* Document text:

┌──

I’ve read a couple of really interesting and illuminating articles recently in which people who don’t identify as either male or female talk about what that means for them. In yesterday’s Daily Record, there was an interview with NUS Scotland’s transgender representative Drew O’Donnell.
And while Drew says they know many people may find their ever-changing gender difficult to understand, they say people need to learn to be more understanding.
Drew, 23, of Paisley, said: “I’ve been told there are 37 different types of gender – a lot more than simply male and female.
“Even I can’t remember them all but when people ask me about it, I try to explain to them that sex and gender are two different things.
“The singer Cher has a transgender son who said, ‘Gender is between your ears, not between your legs’ and for me that describes it well. Gender is what you feel – and sometimes I might feel two thirds male and only one third female while the next day, I might feel two thirds female and only one third male.
“Some days I feel absolutely gender neutral – neither more male nor more female and that is totally fine too. I have three genders – the more feminine me, the more masculine me and the gender neutral me – but I am still the same one person.
“When I am feeling more feminine I will wear more feminine clothes – not skirts or dresses but clothes that have a more feminine than masculine look to them.
“I will wear make-up – I like eye shadow, eye liner and nail polish. And I have even coached my voice to sound more feminine.
“On days where I feel more masculine, my clothes are much more boyish and I won’t wear make-up. On gender neutral days, I’m somewhere in the middle.”
Last month, academic and counsellor Dr Meg John Barker talked to Beyond the binary UK about their experience:
The word I generally use for my gender is non-binary because I think it’s one that is fairly easy to explain to people who aren’t familiar with it: “‘Binary’ means that our culture generally divides people into men and women, and I don’t really fit in either of those boxes”. I’m aware that non-binary is really an umbrella term for lots of other terms and the best one of those for me would be genderqueer because I question of the usefulness of the gender binary more broadly than just my own experience.

└──

* Input rows:
┌──

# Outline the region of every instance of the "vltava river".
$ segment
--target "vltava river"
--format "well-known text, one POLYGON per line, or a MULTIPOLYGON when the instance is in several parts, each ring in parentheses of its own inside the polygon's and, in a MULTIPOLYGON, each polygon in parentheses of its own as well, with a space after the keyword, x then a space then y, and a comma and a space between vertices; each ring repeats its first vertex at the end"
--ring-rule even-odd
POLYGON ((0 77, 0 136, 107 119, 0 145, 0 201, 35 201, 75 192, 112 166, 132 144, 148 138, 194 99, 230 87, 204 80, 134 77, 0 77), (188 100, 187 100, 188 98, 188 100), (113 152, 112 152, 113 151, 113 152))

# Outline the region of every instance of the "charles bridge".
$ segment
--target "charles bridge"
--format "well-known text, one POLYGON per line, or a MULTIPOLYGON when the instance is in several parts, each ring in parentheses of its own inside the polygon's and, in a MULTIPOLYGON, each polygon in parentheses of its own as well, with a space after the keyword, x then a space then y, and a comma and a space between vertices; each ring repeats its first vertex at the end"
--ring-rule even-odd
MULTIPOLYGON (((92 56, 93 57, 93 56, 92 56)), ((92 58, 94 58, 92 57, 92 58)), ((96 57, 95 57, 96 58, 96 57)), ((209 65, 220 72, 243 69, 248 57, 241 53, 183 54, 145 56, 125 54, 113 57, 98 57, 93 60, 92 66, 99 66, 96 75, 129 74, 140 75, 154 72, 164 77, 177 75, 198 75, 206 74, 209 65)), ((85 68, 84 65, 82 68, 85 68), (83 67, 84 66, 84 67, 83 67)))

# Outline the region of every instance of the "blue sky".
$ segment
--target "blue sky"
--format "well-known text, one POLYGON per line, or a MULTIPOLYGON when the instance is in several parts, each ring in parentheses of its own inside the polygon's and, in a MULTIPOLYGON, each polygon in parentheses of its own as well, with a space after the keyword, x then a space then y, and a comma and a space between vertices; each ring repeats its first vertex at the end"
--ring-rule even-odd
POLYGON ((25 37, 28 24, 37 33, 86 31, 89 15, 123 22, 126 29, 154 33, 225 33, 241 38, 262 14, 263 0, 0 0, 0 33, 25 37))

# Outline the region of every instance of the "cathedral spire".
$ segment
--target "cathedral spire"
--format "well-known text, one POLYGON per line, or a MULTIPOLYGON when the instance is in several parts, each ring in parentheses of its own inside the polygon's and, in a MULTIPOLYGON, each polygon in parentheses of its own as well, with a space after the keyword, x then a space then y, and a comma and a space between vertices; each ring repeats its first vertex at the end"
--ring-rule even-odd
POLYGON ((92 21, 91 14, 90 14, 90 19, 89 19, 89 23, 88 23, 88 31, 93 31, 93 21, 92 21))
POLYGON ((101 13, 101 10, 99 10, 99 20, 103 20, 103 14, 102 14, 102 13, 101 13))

└──

* Stated problem 1: Please filter the records, copying out every line that contains the string "spire".
* Stated problem 2: Carry the article on non-binary gender identity further, picking up after its final sentence.

* Task response 1:
# Outline the region of every instance of the "cathedral spire".
--target "cathedral spire"

* Task response 2:
In terms of my gender expression, I use the pronoun ‘they’ for myself, and ask other people to use it for preference. I buy ‘men’s clothes’ because they feel most ‘me’ and most comfortable (Fat Face seems to design clothes for exactly my body shape and taste so I mostly shop there. Also non-gendered changing rooms ftw!)
I changed my name earlier this year to Meg John for many reasons, but particularly because I like the way it includes names that are generally associated with femininity and with masculinity (both of which are meaningful to me). I like the fact that when I initially made that change I was using ‘John’ as a middle name, but some close people started referring to me as ‘Meg John’ and that felt really affirming and fitting, so I’ve begun using that more and more. I like the way that identity can be positively relational in this way.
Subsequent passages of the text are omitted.